(Teks Bacaan)
Sukses

4 Investasi Bodong yang Terungkap dan Gegerkan Publik

Yang terbaru, Direktorat Siber Ditreskrimsus Polda Metro Jaya menangkap empat pelaku pemalsuan website yang memalsukan website untuk menawarkan investasi forex bodong kepada para korbannya.

Liputan6.com, Jakarta - Kasus investasi bodong kembali terjadi. MeMiles merupakan aplikasi investasi bodong yang belum lama ini berhasil diungkap Polda Jawa Timur (Jatim) pada Jumat, 3 Januari 2020.

Tak butuh waktu lama, investasi bodong yang menggunakan nama PT Kam and Kam berhasil meraup omzet hingga Rp 750 miliar dan memiliki 264 ribu member hanya dalam delapan bulan.

Bahkan, sejumlah publik figur seperti penyanyi dan artis diduga terlibat atau menerima imbalan hasil investasi ilegal MeMiles. Yang terbaru, keluarga Cendana juga turut terseret.

Rupanya, kasus investasi bodong ini bukan merupakan yang pertama kali terjadi di Indonesia.

Yang terbaru, Direktorat Siber Ditreskrimsus Polda Metro Jaya menangkap empat pelaku pemalsuan website milik PT Trimegah Sekuritas Indonesia Tbk. Mereka sengaja memalsukan website untuk menawarkan investasi forex bodong kepada para korbannya.

Berikut kasus investasi bodong yang cukup menyita perhatian dihimpun Liputan6.com:

Saksikan Video Pilihan di Bawah Ini:

2 dari 5 halaman

Tipu-Tipu Esther

Dinginnya hotel prodeo ternyata tak membuat Esther Pauli Larasati jera. Mantan karyawan PT Reliance Securities Tbk itu mengulangi lagi kesalahannya melakukan penipuan investasi.

Pada kasus pertama, Esther ditangani di Polda Metro Jaya. Dia divonis 2,5 tahun penjara. Selanjutnya, dia berurusan dengan Direktorat Tindak Pidana Ekonomi dan Khusus Bareskrim Polri. Dia ketahuan menggelapkan dana nasabah hingga Rp 55 miliar.

Wadir Tipideksus Bareskrim Polri, Komisaris Besar Daniel Tahi Monang Silitonga mengatakan, terkait kasus ini pihaknya menerima laporan 27 korban, nasabah PT Reliance Securities Tbk.

(Latihan Tertulis 1) Tuliskan semua nama perusahaan berawalan "PT" yang disebut dalam artikel investasi bodong.
(Latihan Tertulis 2) Salin persis bagian artikel investasi bodong yang dimulai dari "4 Investasi Bodong" dan berakhir di "dalam delapan bulan.".

(Data Listing)
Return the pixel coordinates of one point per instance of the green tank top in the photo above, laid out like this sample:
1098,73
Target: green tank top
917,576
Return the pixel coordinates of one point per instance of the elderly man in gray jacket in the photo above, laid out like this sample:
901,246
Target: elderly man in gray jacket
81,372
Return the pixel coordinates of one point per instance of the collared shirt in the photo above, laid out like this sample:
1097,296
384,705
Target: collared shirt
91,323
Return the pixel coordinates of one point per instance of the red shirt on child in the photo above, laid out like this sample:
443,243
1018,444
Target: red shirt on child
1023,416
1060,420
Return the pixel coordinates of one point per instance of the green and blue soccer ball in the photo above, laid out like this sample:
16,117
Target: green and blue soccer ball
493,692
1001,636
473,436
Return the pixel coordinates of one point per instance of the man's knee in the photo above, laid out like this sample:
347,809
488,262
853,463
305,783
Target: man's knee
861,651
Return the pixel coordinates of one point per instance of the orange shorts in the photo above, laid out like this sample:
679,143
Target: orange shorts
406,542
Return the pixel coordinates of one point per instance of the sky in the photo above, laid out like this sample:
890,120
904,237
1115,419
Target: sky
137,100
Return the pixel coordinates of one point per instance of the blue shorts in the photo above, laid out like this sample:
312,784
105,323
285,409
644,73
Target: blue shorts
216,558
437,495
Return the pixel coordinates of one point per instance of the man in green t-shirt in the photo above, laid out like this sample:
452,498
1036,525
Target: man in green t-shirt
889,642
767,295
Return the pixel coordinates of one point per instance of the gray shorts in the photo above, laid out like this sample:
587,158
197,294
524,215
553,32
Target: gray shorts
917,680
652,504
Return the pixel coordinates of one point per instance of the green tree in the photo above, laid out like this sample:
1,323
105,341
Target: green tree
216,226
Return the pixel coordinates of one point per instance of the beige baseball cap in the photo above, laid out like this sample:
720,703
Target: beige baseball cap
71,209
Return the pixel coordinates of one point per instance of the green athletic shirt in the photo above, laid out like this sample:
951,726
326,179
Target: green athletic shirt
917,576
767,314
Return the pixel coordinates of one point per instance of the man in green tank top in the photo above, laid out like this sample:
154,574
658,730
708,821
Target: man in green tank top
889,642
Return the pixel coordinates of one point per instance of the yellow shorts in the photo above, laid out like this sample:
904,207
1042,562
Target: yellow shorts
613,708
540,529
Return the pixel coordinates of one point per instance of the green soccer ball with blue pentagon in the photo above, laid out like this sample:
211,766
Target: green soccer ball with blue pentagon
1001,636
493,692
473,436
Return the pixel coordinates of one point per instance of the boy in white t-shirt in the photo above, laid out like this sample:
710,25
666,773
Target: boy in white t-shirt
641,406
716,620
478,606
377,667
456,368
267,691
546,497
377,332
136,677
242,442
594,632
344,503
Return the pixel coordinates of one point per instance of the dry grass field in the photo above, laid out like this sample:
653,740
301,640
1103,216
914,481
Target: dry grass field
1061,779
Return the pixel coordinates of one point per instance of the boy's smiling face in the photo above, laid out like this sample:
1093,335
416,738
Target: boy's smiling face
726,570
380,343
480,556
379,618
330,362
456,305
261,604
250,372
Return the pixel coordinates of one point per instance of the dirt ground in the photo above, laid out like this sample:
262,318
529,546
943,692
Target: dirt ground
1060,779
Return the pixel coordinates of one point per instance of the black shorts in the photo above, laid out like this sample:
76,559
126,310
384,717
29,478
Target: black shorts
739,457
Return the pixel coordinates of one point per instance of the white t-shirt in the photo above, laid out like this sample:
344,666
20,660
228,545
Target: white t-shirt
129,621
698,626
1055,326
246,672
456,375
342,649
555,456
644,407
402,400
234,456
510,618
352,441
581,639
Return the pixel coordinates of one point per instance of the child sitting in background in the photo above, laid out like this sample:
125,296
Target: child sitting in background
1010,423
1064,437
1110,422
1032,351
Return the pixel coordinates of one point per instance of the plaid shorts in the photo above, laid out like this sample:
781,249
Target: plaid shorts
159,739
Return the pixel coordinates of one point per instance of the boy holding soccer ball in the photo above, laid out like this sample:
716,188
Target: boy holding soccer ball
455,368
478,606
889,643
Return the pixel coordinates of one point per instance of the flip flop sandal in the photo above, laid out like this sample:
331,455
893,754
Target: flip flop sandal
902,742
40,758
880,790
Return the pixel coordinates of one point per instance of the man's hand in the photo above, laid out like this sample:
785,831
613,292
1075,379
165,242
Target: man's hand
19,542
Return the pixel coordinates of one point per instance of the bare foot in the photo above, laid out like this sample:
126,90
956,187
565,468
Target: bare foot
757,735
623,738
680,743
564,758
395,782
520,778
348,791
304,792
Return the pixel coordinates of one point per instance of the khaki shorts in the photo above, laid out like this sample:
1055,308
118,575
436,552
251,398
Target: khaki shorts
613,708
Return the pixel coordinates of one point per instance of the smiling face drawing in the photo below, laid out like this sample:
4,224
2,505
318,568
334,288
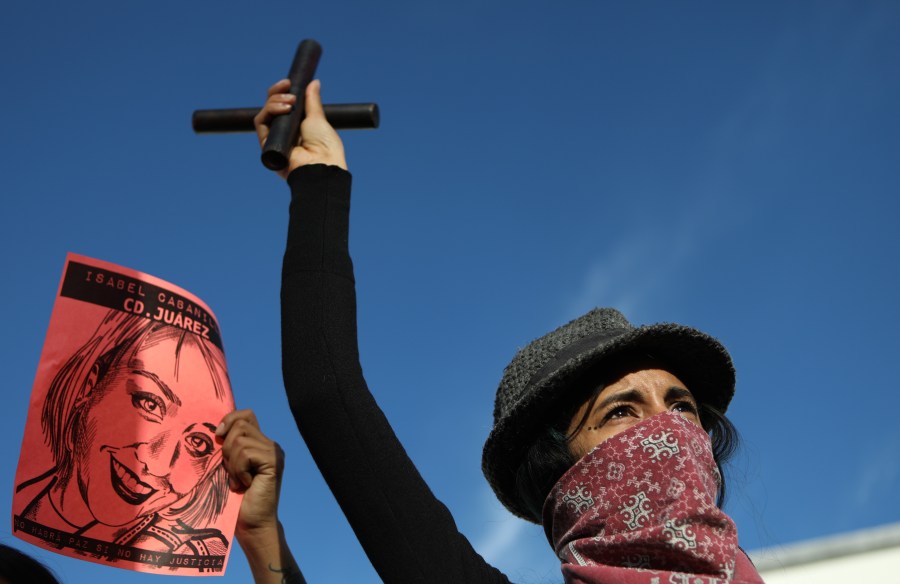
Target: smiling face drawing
148,437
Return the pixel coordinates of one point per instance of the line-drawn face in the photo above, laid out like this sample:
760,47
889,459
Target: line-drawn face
149,435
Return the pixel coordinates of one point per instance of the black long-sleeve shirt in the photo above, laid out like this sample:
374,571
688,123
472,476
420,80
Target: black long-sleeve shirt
407,533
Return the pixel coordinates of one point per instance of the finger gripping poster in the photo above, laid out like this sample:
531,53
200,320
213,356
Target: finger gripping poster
119,462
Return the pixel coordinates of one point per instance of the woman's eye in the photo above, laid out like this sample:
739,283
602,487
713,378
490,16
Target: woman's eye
617,412
198,445
149,404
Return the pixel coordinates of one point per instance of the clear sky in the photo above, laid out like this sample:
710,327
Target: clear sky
731,166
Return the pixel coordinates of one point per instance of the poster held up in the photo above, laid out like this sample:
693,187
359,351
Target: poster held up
119,463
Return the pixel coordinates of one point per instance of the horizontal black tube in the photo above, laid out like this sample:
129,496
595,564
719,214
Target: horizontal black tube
342,116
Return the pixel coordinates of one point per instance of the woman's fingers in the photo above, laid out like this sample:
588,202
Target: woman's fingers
279,102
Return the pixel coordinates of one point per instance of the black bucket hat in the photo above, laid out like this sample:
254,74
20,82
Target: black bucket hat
539,376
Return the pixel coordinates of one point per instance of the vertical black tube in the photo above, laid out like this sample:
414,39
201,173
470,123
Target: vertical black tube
285,129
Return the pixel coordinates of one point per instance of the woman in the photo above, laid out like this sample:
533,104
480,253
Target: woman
601,429
130,419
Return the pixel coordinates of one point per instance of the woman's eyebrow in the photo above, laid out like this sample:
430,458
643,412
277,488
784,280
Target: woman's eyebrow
674,393
160,383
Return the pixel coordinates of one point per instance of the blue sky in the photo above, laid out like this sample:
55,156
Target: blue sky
731,167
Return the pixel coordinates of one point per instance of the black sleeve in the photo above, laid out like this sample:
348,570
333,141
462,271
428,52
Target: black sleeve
408,535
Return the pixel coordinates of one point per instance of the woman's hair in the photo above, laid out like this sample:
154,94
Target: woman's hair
17,566
549,456
117,339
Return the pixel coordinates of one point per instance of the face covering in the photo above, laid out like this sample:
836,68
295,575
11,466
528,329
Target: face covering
641,508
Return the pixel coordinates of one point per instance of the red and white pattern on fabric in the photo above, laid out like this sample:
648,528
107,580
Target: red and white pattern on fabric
641,508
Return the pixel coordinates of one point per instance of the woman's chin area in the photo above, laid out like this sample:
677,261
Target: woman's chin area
124,498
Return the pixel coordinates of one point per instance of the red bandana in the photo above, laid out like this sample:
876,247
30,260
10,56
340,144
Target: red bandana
641,508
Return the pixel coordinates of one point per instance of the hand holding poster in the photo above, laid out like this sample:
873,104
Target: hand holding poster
119,462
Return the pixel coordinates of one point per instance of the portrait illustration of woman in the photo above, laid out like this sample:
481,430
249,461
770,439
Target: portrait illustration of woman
130,421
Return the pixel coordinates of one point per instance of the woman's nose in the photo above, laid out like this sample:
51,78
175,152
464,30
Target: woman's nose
158,454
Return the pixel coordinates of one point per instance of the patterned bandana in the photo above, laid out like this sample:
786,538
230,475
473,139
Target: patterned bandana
641,508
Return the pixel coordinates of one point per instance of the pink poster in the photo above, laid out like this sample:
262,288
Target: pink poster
119,462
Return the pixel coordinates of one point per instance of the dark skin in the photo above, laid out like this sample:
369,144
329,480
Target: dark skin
255,465
629,398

(Jawaban yang Diharapkan 1)
PT Kam and Kam
PT Trimegah Sekuritas Indonesia Tbk
PT Reliance Securities Tbk

(Jawaban yang Diharapkan 2)
4 Investasi Bodong yang Terungkap dan Gegerkan Publik

Yang terbaru, Direktorat Siber Ditreskrimsus Polda Metro Jaya menangkap empat pelaku pemalsuan website yang memalsukan website untuk menawarkan investasi forex bodong kepada para korbannya.

Liputan6.com, Jakarta - Kasus investasi bodong kembali terjadi. MeMiles merupakan aplikasi investasi bodong yang belum lama ini berhasil diungkap Polda Jawa Timur (Jatim) pada Jumat, 3 Januari 2020.

Tak butuh waktu lama, investasi bodong yang menggunakan nama PT Kam and Kam berhasil meraup omzet hingga Rp 750 miliar dan memiliki 264 ribu member hanya dalam delapan bulan.